Background: Interpreting gait data is challenging due to intersubject variability observed in the gait pattern of both normal and pathological populations. The objective of this study was to investigate the impact of using principal component analysis for grouping knee osteoarthritis (OA) patients' gait data in more homogeneous groups when studying the effect of a physiotherapy treatment.
Methods: Three-dimensional (3D) knee kinematic and kinetic data were recorded during the gait of 29 participants diagnosed with knee OA before and after they received 12 weeks of physiotherapy treatment. Principal component analysis was applied to extract groups of knee flexion/extension, adduction/abduction and internal/external rotation angle and moment data. The treatment's effect on parameters of interest was assessed using paired t-tests performed before and after grouping the knee kinematic data.
Findings: Increased quadriceps and hamstring strength was observed following treatment (P<0.05). Except for the knee flexion/extension angle, two different groups (G(1) and G(2)) were extracted from the angle and moment data. When pre- and post-treatment analyses were performed considering the groups, participants exhibiting a G(2) knee moment pattern demonstrated a greater first peak flexion moment, lower adduction moment impulse and smaller rotation angle range post-treatment (P<0.05). When pre- and post-treatment comparisons were performed without grouping, the data showed no treatment effect.
Interpretation: The results of the present study suggest that the effect of physiotherapy on gait mechanics of knee osteoarthritis patients may be masked or underestimated if kinematic data are not separated into more homogeneous groups when performing pre- and post-treatment comparisons.

» **Information supplied**

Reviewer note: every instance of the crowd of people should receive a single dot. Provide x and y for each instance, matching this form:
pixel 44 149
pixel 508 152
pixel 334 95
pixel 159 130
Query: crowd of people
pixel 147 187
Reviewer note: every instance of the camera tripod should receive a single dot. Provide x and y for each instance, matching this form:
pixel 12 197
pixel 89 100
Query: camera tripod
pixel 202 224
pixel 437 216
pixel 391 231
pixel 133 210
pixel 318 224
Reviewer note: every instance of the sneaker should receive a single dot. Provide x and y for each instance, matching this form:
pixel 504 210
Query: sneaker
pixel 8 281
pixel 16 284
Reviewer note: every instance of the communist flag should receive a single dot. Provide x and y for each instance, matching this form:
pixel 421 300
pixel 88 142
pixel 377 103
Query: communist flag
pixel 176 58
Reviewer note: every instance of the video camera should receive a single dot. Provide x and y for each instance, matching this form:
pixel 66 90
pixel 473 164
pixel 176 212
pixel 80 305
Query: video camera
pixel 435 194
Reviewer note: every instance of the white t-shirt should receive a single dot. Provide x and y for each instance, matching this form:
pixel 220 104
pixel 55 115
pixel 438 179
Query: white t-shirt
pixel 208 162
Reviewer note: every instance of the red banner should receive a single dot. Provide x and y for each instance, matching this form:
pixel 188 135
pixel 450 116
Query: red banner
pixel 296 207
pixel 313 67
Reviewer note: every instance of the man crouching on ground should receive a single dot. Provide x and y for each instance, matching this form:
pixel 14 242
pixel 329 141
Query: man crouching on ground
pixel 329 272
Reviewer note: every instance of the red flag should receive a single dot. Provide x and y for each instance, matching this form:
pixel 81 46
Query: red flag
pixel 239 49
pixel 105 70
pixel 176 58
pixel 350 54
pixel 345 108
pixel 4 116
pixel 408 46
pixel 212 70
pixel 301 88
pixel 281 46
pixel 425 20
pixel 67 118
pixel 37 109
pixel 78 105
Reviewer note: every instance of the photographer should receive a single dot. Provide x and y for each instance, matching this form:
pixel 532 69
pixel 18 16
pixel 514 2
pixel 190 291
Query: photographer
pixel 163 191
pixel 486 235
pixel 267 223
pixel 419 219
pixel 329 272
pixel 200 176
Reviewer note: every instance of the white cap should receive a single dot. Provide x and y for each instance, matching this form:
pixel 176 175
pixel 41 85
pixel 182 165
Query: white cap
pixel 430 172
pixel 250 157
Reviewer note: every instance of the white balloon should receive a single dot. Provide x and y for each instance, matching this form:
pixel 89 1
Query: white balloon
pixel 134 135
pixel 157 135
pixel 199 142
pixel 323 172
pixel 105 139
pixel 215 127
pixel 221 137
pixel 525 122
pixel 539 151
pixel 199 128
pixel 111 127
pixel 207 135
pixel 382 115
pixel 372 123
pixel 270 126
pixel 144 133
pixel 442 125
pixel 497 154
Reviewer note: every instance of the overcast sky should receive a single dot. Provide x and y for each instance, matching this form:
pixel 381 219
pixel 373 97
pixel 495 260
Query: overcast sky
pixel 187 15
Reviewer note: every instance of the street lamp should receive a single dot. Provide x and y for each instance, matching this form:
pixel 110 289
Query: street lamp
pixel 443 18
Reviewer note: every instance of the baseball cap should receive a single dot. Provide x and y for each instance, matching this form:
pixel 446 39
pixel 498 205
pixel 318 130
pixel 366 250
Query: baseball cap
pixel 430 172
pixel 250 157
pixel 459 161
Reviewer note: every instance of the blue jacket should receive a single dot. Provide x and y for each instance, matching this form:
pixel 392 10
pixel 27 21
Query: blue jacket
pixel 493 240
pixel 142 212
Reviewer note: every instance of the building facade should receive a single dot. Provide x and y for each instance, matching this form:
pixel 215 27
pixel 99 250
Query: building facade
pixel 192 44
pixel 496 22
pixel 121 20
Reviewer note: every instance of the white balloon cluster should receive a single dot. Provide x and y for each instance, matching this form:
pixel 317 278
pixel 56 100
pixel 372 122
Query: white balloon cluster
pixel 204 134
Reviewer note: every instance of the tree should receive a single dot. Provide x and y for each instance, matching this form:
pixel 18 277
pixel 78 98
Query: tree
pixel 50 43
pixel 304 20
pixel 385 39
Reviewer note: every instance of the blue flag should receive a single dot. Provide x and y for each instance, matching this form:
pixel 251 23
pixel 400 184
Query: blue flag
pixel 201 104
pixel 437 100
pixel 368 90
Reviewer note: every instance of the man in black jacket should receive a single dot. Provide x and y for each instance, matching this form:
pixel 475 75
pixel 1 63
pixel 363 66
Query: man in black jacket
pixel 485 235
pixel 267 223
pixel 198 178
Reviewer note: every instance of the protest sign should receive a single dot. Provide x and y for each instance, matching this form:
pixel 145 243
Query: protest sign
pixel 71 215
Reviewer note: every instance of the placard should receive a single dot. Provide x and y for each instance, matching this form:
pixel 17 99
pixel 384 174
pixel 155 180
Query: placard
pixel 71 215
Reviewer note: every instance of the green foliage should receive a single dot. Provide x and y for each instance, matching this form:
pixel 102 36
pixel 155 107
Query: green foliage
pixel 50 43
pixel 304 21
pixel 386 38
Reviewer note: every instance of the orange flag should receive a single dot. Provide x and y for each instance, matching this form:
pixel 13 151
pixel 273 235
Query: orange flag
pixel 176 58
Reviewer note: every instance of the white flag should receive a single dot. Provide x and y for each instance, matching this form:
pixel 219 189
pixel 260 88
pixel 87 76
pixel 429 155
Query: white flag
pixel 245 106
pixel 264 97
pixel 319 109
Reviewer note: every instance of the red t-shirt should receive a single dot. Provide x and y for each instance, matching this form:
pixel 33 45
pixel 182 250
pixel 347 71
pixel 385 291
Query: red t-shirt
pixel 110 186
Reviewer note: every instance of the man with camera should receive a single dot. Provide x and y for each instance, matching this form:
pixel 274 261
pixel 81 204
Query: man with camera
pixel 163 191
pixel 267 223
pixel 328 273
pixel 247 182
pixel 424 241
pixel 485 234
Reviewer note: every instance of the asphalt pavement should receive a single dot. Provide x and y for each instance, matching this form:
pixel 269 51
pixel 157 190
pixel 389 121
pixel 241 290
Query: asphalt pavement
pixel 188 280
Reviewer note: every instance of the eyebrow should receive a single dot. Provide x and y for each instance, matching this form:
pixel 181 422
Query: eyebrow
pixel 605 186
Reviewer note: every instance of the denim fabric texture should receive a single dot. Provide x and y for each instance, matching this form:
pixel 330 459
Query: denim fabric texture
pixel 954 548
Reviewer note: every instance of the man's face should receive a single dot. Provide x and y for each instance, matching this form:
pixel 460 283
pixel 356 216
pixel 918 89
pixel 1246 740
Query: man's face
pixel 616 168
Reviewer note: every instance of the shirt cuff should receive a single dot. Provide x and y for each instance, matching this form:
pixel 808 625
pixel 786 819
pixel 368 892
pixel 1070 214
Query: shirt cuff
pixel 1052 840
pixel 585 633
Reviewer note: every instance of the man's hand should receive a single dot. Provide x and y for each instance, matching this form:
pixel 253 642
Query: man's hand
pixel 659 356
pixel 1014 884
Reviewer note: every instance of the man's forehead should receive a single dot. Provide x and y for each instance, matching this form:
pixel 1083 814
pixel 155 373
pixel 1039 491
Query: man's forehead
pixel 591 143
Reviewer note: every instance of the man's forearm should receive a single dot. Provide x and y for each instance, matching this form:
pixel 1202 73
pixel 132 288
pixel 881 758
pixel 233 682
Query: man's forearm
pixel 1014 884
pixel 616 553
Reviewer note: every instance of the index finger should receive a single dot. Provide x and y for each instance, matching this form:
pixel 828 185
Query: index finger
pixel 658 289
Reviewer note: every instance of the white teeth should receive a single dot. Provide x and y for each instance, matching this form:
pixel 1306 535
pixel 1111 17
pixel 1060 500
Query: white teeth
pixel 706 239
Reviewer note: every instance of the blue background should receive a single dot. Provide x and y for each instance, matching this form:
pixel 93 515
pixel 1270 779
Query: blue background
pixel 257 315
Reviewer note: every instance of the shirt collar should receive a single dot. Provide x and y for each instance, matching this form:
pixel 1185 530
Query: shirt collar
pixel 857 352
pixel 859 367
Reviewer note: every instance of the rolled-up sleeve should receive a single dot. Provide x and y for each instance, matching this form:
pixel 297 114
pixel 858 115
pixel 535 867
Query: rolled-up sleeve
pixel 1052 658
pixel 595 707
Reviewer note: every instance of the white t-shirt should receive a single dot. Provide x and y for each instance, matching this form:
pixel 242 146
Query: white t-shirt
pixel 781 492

» **What you will do**
Answer these questions using the knee osteoarthritis abstract:
(a) How many participants diagnosed with knee OA had their gait recorded?
(b) What statistical test was used to assess the treatment's effect?
(c) From which data type were two different groups not extracted?
The data are separate material, unrelated to the knee osteoarthritis abstract.

» **Answer section**
(a) 29
(b) Paired t-tests
(c) The knee flexion/extension angle